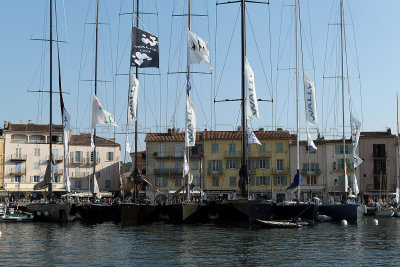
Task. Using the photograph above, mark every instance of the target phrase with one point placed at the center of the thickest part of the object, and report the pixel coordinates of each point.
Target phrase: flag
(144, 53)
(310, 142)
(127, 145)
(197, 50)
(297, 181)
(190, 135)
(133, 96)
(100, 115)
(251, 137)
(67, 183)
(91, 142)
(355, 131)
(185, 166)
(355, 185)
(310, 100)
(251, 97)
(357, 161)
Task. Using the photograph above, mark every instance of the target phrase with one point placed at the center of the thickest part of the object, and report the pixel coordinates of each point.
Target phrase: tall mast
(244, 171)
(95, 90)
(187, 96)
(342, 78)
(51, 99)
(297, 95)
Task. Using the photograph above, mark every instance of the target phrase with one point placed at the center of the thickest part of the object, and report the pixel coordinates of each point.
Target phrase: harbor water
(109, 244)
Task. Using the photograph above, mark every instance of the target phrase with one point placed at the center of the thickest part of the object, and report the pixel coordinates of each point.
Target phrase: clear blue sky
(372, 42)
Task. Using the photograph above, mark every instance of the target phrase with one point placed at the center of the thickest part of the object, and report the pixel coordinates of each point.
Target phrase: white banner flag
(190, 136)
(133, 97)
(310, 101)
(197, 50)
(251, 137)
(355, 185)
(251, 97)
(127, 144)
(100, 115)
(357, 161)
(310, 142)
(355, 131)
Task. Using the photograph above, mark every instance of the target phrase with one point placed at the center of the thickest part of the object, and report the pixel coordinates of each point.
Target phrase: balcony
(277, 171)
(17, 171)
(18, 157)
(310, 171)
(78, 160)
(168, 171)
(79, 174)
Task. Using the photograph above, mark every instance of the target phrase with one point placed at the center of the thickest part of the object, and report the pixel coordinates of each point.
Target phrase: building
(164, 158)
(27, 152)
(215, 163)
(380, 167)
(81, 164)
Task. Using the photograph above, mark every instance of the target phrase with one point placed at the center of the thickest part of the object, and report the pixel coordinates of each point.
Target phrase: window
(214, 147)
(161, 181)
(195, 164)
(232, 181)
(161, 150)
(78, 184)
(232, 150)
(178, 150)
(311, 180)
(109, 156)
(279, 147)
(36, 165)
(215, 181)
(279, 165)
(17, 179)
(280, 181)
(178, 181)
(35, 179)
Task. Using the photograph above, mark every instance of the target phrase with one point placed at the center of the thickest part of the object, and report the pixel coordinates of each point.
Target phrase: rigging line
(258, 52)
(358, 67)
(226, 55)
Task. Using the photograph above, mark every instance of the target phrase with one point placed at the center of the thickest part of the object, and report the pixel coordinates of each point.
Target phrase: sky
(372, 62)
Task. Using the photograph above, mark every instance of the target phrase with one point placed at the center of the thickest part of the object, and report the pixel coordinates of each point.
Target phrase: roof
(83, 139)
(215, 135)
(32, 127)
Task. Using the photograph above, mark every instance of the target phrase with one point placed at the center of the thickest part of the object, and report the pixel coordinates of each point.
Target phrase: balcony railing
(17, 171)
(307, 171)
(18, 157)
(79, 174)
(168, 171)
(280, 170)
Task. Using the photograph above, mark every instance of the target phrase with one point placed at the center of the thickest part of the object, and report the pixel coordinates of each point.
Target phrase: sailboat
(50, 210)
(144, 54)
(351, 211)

::::::

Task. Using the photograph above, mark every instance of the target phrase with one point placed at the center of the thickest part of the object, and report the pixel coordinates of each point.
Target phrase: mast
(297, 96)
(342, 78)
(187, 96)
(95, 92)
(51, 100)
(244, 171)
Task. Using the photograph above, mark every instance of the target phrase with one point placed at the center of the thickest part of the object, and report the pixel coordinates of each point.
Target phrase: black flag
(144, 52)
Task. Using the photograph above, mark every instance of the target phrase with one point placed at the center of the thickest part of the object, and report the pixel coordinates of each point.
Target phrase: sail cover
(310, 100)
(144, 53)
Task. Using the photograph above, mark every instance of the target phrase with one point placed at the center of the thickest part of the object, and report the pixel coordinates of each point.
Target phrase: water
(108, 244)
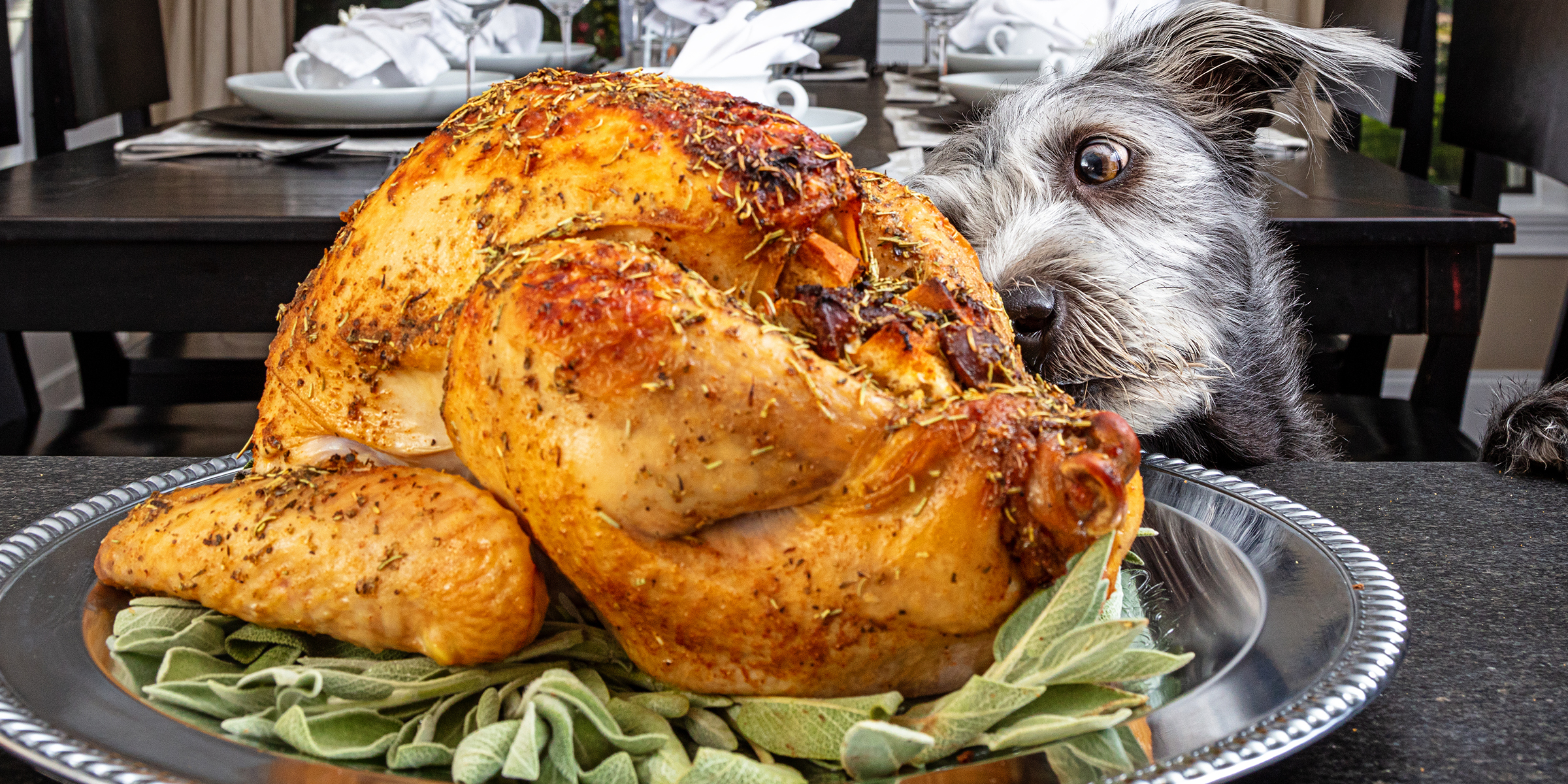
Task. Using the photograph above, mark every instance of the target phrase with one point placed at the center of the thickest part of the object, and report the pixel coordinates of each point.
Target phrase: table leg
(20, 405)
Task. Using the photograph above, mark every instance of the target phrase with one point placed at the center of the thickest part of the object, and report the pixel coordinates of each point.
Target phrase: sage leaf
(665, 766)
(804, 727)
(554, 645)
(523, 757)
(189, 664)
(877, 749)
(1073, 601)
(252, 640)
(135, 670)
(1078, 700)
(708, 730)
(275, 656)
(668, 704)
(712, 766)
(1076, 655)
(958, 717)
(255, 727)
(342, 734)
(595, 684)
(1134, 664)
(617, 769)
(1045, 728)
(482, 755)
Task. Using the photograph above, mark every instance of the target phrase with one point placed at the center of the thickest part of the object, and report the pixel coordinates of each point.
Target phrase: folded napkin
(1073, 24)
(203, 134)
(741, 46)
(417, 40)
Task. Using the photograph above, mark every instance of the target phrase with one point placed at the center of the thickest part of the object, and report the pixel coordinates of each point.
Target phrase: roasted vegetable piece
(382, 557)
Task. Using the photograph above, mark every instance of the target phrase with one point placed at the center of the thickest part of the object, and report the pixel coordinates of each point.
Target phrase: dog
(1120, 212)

::::::

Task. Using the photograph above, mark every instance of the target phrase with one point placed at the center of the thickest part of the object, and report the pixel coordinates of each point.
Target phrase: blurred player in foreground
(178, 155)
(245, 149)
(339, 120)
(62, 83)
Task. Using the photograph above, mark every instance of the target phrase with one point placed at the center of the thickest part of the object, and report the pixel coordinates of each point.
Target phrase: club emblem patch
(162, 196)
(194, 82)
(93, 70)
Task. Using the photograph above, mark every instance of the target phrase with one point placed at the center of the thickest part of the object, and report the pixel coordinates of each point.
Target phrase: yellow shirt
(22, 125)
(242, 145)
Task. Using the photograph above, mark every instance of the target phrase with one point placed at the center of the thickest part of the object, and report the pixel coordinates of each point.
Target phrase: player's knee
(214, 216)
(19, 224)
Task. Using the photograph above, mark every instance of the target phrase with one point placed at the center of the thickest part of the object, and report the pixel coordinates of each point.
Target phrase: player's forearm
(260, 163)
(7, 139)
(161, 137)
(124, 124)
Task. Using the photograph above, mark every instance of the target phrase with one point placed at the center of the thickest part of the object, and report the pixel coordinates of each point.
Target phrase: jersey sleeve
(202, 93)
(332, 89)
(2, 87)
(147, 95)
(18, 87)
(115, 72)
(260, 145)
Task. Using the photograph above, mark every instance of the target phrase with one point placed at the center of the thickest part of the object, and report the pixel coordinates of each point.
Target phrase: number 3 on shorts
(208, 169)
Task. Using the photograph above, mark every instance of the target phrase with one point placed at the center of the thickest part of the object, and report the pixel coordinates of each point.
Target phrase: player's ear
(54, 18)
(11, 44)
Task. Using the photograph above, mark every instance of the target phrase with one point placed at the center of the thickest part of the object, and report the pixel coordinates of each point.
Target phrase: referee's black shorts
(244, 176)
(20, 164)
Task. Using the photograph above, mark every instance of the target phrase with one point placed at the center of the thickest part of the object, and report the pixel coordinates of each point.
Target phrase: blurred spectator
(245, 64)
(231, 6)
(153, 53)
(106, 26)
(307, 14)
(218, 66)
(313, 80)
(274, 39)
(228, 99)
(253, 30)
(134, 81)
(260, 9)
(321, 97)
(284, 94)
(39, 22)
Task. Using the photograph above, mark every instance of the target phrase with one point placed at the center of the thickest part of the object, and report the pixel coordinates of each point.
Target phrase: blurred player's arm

::::::

### Required action
Every line above from the line with "Target phrase: player's ear" to the line with "Target phrase: blurred player's arm", both included, must be reproduced exactly, and no other line may appear.

### Result
Target phrase: player's ear
(54, 18)
(11, 44)
Task. Using the photograph above, mark every instance of the target phrase with one point placed at the center of the thickest part of the object, and report the pixel coordinates of each point.
Target phrase: referee's black shorts
(244, 176)
(20, 164)
Task. Using the photograph above, mark every instance of the target phrase with one point placed at the center of the thickest part of the object, and report the pixel coordinates of each point.
Target phrase: blurred spectator
(245, 64)
(231, 6)
(153, 53)
(106, 26)
(307, 14)
(218, 66)
(313, 80)
(274, 39)
(228, 99)
(253, 30)
(134, 81)
(260, 9)
(321, 97)
(284, 94)
(39, 22)
Task. Using the photograph above, mark every instance of the target phrase with one point placed at the center of the thickest part of the object, and report the pixel coordinates of each point.
Target phrase: blurred player's arm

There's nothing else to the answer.